Janvier 2005
On éprouve un sentiment de malaise quand un Français utilise l’anglais pour demander un renseignement dans une rue de Florence, de Séville ou de Coimbra, sans parler de Montevideo ou de Porto Alegre. Ou quand un hispanophone ou un lusophone agissent de la même manière à Paris. Cette attitude ignore la parenté entre les langues de l’Europe du Sud (et donc de l’Amérique latine) issues du latin. Entre les langues romanes – français, italien, espagnol, catalan, portugais, roumain –, l’intercompréhension est non seulement souhaitable, mais elle est possible et rapide à acquérir. L’intercompréhension, c’est le fait de comprendre des langues sans les parler : chacun parle ou écrit dans sa langue, et comprend ou lit celle de l’autre. Cette démarche, qui ne nécessite aucune connaissance préalable du latin, est de nature à souder un ensemble de pays appartenant à la même famille de langues, et qui ont des intérêts et des cultures proches.
Pour un locuteur de langue romane, les autres langues de la famille sont plus immédiatement transparentes que les autres. Il en va de même pour les locuteurs de la famille des langues slaves – russe, polonais, tchèque, serbo-croate et bulgare – et pour ceux de la famille des langues germaniques – anglais, allemand et néerlandais. Cette notion de famille de langues, les Scandinaves l’ont bien comprise, et depuis longtemps : un Danois, un Norvégien et un Suédois se comprennent en parlant chacun sa langue. L’habitude de s’appuyer sur les ressemblances (à utiliser de préférence quand on s’exprime) et l’étude des différences systématiques (à connaître, pour qu’elles ne perturbent pas la compréhension) permettent aux Scandinaves de communiquer aisément entre eux, et ainsi d’exister en tant que communauté. Voilà près d’un siècle que, dans chacun de ces trois pays, on enseigne à l’école les bases de la grammaire des langues des deux autres.
Au cours de la dernière décennie, d’intéressantes recherches ont été menées sur l’apprentissage à l’intercompréhension des langues romanes. Dans le cadre du programme européen Lingua, deux projets menés en liaison avec des équipes des autres pays de langues latines d’Europe ont permis nombre d’observations et d’expérimentations : Galatea, sous la responsabilité de Mme Louise Dabène (université Stendhal-Grenoble-III), et Eurom4, sous la direction de Mme Claire Blanche-Benveniste (université de Provence - Aix-Marseille). Du matériel a été produit, qui demanderait aujourd’hui à être actualisé et développé. Des émules passionnés continuent le travail à Rome, à Barcelone, à Reims.

• Consigne A:
Veuillez répondre aux questions suivantes à partir du texte sur l'intercompréhension.
(i) Depuis combien de temps enseigne-t-on à l'école, dans chacun des trois pays scandinaves, les bases de la grammaire des langues des deux autres ?
(ii) Qui dirigeait le projet Eurom4 ?
(iii) Quelles langues de la famille germanique sont citées ?
• Consigne B:
Dites si chaque affirmation s'accorde avec le texte sur l'intercompréhension, en citant les mots qui tranchent.
(i) L'intercompréhension suppose une connaissance préalable du latin.
(ii) Un Danois, un Norvégien et un Suédois se comprennent en parlant chacun sa langue.
(iii) Le projet Galatea était placé sous la responsabilité de Mme Louise Dabène.

• Liste présentée:
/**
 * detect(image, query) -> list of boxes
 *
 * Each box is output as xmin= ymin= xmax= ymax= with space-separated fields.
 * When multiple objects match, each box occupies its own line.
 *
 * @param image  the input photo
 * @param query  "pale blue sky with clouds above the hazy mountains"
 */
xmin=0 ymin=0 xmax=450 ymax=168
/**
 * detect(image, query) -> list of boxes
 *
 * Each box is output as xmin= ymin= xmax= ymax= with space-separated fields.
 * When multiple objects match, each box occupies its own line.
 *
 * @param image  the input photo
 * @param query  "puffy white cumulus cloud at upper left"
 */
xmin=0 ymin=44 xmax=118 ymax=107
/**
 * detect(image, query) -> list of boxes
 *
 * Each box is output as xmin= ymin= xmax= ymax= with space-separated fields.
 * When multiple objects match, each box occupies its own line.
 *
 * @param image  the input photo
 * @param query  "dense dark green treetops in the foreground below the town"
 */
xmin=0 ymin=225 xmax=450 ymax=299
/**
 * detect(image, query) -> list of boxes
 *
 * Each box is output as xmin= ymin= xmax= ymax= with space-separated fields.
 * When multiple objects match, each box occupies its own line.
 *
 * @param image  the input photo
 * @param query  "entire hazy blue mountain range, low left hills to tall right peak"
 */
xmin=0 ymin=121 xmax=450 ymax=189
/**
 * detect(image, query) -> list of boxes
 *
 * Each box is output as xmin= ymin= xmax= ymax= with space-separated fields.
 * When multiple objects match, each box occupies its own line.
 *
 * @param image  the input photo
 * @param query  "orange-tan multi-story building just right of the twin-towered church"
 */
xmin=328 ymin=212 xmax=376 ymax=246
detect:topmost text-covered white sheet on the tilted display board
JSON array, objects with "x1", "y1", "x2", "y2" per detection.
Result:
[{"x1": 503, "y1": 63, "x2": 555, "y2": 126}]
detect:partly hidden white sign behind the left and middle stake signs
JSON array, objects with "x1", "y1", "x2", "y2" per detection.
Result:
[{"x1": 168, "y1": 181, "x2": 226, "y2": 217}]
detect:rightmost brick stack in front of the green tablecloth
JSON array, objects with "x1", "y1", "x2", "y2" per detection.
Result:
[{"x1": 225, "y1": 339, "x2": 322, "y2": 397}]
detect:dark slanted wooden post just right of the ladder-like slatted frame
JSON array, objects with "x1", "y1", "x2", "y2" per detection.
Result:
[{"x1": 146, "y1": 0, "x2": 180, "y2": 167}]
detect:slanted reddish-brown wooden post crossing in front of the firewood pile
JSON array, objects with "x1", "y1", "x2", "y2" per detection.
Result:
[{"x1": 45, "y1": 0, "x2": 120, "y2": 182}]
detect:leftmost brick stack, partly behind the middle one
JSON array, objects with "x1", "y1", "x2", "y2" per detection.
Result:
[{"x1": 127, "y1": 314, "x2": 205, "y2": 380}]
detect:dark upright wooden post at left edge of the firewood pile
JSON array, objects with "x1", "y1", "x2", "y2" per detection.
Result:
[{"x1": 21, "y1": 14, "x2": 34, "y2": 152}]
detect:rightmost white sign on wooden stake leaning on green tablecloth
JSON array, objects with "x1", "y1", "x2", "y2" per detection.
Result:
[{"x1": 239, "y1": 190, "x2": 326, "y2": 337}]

• Réponse A:
(i) Depuis près d'un siècle.
(ii) Mme Claire Blanche-Benveniste, de l'université de Provence - Aix-Marseille.
(iii) L'anglais, l'allemand et le néerlandais.

• Réponse B:
(i) Non : « Cette démarche, qui ne nécessite aucune connaissance préalable du latin ».
(ii) Oui : « un Danois, un Norvégien et un Suédois se comprennent en parlant chacun sa langue ».
(iii) Oui : « Galatea, sous la responsabilité de Mme Louise Dabène ».